Start of Supplied material
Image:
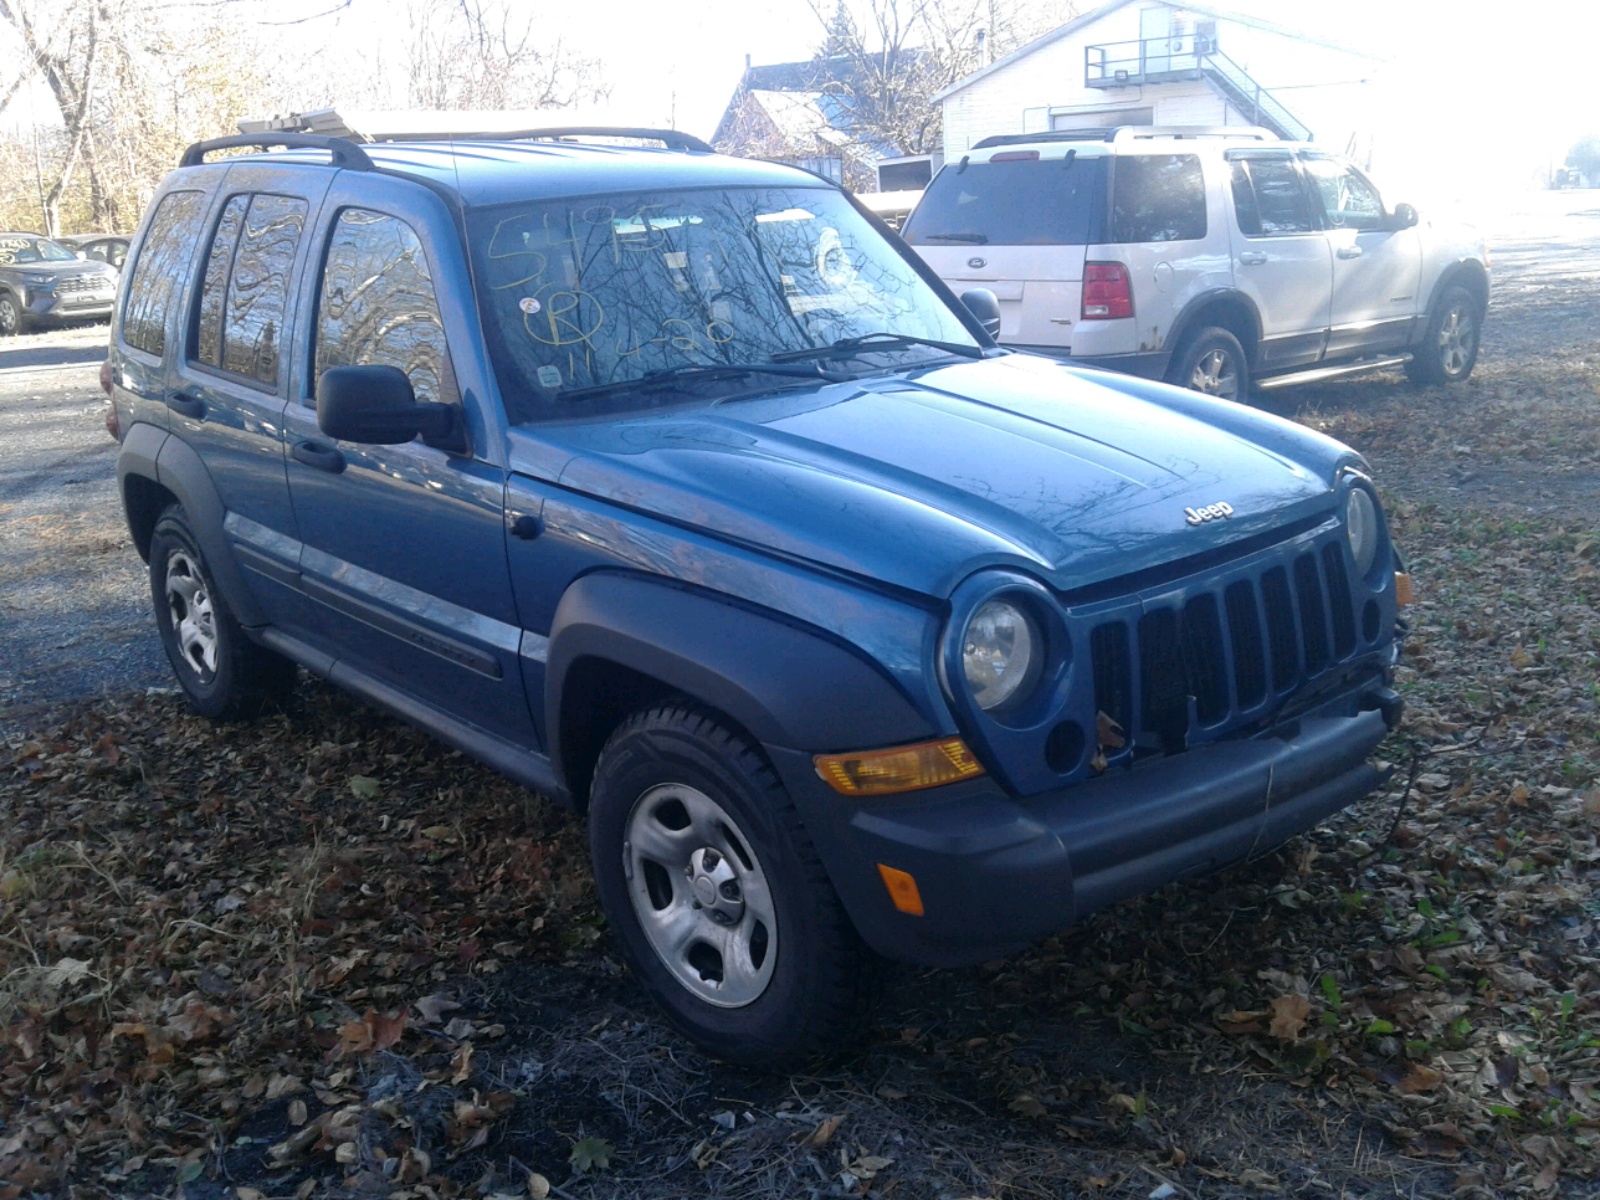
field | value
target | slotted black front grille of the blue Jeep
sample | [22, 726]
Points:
[1214, 657]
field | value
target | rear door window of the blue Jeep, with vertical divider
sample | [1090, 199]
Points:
[239, 324]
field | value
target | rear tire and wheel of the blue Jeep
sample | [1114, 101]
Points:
[222, 671]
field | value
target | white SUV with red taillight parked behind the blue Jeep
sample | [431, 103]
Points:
[1220, 260]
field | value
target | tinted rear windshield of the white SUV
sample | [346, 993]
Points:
[1014, 204]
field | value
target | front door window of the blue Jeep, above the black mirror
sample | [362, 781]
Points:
[377, 303]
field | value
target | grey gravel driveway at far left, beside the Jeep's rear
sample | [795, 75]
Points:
[74, 601]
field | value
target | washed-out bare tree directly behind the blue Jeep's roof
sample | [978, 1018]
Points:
[494, 55]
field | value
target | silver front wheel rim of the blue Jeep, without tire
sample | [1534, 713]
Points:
[702, 897]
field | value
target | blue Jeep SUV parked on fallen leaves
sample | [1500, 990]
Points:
[678, 489]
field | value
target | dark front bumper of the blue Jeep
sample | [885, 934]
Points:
[998, 874]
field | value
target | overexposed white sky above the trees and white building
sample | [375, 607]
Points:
[1479, 97]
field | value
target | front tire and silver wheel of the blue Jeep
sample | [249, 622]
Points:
[697, 847]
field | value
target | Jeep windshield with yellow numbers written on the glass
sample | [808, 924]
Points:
[604, 290]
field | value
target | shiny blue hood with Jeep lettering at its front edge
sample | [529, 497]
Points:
[918, 481]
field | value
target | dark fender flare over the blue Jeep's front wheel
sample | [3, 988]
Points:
[783, 684]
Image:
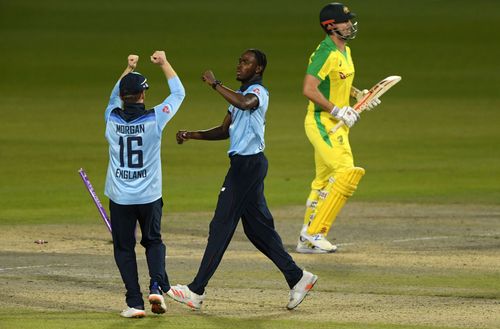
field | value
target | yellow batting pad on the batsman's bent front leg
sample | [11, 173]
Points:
[337, 193]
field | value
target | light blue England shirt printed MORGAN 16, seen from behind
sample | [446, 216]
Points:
[134, 136]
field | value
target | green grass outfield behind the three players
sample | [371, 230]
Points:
[434, 139]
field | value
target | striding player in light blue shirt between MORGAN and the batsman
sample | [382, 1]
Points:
[242, 193]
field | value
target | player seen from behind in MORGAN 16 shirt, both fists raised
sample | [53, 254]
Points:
[134, 179]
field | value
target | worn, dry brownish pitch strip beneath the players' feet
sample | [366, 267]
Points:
[401, 264]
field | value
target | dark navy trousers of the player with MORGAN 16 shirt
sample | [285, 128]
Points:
[124, 219]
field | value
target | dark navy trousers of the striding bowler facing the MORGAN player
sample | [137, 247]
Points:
[242, 196]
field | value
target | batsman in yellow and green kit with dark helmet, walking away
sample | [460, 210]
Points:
[328, 86]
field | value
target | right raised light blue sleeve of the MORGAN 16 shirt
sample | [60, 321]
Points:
[167, 109]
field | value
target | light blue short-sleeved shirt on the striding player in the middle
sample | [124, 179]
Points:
[246, 131]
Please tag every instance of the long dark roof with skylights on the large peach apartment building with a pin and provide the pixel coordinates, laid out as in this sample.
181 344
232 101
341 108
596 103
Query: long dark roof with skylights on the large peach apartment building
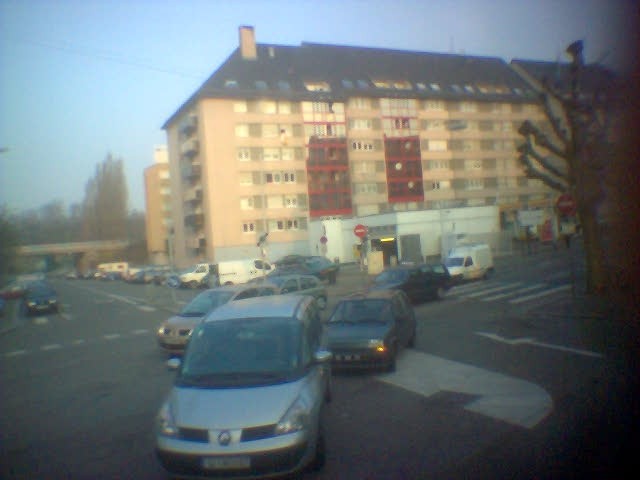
284 69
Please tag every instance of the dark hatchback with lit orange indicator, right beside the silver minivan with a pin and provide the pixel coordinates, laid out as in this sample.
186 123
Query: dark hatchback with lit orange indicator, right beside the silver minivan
368 329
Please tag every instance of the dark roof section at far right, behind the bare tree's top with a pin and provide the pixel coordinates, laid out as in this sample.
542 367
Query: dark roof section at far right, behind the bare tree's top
594 77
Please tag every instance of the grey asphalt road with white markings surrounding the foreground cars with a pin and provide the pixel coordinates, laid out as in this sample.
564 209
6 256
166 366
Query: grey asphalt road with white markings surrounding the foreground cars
506 381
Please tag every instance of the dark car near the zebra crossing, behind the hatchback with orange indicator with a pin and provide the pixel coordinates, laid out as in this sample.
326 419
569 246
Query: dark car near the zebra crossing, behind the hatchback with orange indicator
419 281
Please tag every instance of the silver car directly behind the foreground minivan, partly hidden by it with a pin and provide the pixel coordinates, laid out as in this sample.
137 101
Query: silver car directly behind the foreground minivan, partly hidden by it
174 333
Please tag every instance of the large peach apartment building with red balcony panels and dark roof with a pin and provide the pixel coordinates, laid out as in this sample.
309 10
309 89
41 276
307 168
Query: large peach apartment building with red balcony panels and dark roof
304 142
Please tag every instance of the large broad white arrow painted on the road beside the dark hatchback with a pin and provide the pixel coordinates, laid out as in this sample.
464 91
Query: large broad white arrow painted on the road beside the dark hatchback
504 398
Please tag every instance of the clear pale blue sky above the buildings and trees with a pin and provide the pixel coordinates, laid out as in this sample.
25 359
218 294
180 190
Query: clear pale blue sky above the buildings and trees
82 79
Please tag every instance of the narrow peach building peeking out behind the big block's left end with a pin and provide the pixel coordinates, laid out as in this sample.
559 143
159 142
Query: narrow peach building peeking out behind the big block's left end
158 219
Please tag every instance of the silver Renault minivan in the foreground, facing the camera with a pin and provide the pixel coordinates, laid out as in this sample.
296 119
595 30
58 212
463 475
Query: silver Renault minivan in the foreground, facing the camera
249 394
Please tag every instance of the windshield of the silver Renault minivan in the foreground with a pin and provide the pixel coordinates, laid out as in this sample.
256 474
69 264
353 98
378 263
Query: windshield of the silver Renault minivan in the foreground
253 351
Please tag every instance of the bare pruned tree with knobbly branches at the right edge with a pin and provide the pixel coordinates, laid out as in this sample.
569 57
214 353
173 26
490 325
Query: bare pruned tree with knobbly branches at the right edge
573 156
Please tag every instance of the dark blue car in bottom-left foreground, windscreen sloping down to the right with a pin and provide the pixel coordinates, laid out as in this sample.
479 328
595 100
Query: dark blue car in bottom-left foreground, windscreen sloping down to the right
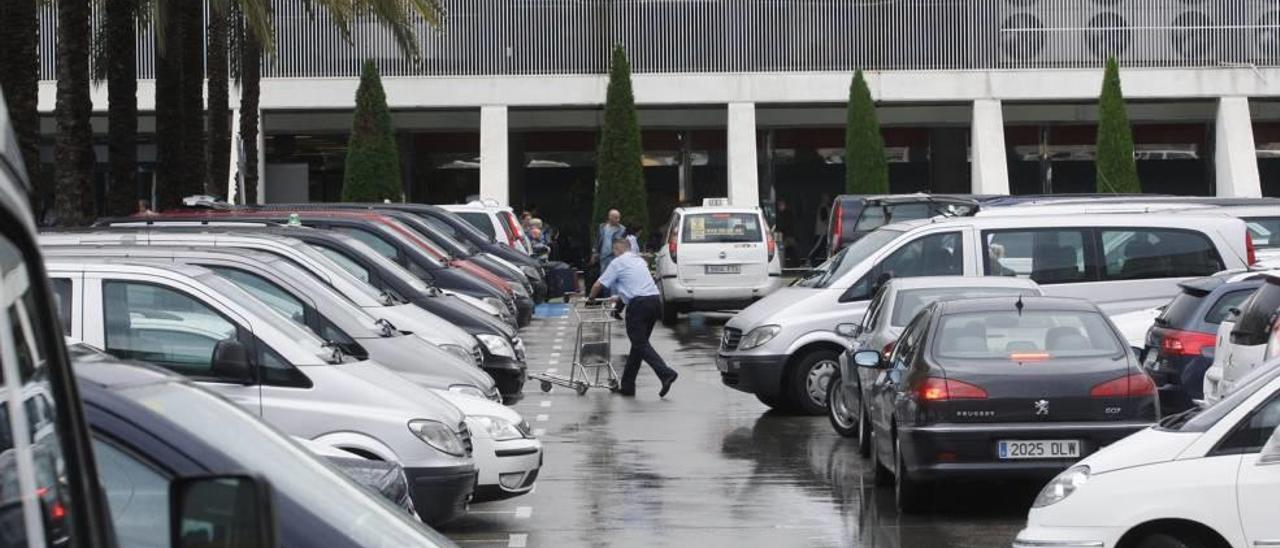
150 426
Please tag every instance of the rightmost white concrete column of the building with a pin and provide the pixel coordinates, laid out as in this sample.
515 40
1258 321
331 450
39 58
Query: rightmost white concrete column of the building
1236 157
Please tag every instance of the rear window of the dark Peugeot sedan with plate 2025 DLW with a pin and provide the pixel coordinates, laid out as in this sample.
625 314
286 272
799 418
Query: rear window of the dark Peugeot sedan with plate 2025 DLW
1027 336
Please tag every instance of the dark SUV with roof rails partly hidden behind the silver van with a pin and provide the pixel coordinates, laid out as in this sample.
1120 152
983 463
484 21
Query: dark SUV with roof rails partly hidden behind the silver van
854 217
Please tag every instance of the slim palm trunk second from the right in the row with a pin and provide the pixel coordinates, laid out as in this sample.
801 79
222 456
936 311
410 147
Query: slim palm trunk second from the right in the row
220 116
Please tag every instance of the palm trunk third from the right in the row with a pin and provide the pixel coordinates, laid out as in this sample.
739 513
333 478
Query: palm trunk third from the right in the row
195 167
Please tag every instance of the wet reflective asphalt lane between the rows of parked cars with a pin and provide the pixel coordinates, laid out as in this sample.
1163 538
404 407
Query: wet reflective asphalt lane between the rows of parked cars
710 467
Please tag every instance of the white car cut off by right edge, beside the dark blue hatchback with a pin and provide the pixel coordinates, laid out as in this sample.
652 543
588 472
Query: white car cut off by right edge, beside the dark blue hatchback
1242 340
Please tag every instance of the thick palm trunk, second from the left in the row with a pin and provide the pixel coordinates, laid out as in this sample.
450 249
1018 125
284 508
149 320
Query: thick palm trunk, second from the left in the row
74 168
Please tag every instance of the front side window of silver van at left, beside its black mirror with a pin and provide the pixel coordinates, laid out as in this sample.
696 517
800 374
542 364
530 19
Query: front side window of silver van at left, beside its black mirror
166 327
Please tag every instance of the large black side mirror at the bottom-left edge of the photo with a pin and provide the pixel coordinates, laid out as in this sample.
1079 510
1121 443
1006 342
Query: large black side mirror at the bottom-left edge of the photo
222 512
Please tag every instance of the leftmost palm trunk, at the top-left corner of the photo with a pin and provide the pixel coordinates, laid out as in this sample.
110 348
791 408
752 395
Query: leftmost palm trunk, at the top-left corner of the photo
20 77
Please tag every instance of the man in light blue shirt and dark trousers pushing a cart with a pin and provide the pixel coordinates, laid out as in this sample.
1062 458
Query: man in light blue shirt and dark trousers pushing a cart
629 278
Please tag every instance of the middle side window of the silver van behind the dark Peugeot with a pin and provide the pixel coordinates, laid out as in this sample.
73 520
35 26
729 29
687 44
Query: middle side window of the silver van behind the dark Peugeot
1046 257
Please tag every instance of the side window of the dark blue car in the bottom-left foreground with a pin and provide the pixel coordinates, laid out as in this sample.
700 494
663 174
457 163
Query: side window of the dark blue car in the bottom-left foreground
138 495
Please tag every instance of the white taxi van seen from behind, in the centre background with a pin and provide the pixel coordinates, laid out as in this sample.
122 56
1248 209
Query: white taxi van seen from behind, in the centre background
716 259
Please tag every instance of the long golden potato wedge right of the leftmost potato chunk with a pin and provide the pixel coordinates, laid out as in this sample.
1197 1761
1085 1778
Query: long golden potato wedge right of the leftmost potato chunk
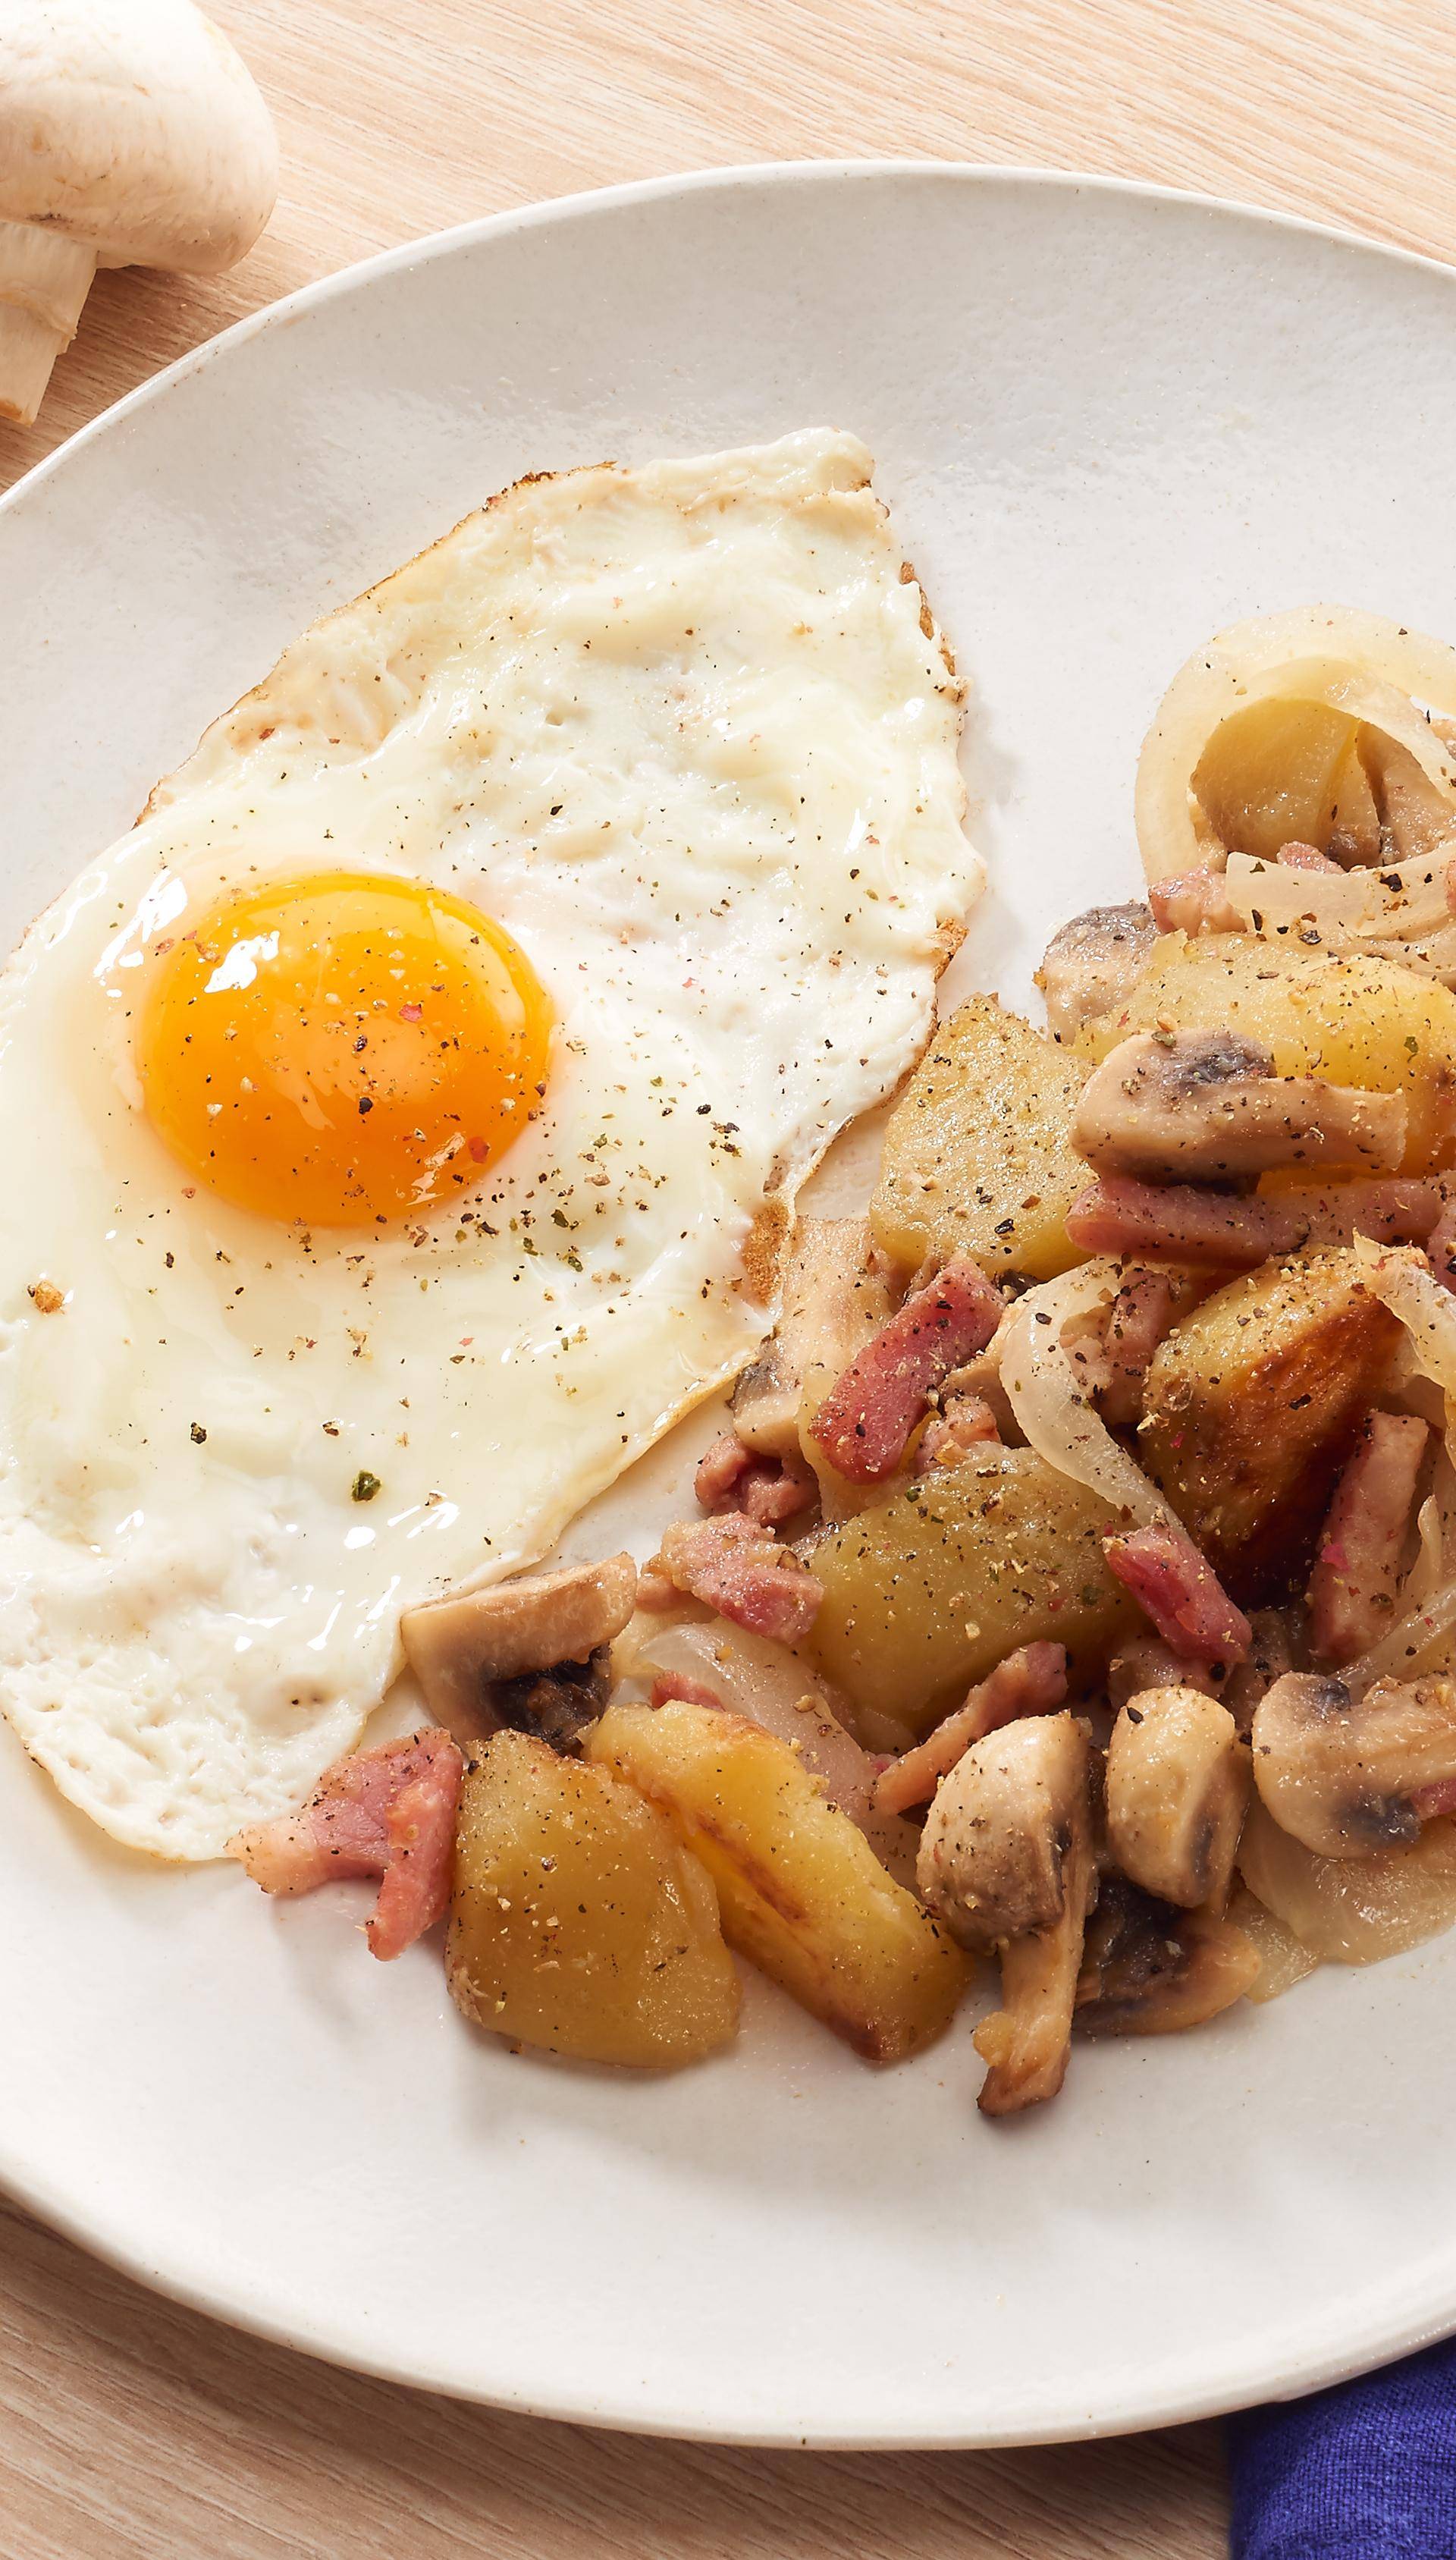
End of Supplied material
▸ **What is expected**
Copy all the lines from the data above that hold the word "golden".

▸ **Solution for this exercise**
Please tag every instance of the long golden potato wedge right of the leftmost potato chunk with a pin and provide the pixel coordinates, laid out as in this sample.
Query: long golden potato wedge right of the leftmost potato chunk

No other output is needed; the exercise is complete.